- Exercise materials -
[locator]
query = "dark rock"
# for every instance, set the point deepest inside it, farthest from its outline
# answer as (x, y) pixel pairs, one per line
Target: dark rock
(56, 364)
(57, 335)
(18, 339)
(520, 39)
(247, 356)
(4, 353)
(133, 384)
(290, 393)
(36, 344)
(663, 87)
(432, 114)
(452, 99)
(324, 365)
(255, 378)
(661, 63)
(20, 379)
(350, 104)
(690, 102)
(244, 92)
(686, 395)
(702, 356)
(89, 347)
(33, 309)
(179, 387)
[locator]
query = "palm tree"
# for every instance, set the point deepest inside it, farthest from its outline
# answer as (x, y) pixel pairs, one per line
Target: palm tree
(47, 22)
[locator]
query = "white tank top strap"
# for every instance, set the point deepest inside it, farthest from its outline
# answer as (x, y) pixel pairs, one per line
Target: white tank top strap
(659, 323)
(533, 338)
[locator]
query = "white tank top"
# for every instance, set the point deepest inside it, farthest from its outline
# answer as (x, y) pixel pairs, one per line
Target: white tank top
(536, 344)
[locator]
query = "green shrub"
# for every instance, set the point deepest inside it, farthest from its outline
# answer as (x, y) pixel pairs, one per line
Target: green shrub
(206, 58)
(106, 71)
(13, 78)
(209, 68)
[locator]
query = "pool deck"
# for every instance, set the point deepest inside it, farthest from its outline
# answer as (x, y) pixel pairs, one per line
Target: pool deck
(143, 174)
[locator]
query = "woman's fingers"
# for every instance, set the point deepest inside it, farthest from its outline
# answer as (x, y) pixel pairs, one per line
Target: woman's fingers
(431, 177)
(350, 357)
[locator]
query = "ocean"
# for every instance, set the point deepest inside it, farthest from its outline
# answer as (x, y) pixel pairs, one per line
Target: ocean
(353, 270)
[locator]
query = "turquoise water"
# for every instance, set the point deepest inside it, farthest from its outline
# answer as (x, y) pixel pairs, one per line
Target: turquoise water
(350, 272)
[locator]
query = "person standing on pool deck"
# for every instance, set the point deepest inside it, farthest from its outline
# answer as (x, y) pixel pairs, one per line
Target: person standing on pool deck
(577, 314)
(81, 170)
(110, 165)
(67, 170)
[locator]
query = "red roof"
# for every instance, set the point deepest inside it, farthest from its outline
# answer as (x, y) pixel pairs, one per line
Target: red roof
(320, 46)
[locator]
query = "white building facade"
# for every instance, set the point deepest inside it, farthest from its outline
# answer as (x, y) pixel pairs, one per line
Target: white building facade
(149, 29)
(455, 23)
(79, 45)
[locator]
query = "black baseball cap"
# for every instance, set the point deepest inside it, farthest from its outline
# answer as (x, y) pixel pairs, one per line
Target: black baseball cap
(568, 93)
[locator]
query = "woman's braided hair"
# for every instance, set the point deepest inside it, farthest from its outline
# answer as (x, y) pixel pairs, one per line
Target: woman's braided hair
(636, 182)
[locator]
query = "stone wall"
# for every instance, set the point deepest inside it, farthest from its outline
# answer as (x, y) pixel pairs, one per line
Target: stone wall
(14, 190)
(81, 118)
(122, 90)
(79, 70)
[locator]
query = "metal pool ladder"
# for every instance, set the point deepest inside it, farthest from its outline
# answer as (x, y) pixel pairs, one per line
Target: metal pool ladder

- What you will do -
From the material above, copy every line that has the word "ladder" in it.

- Response below -
query = "metal pool ladder"
Target: metal pool ladder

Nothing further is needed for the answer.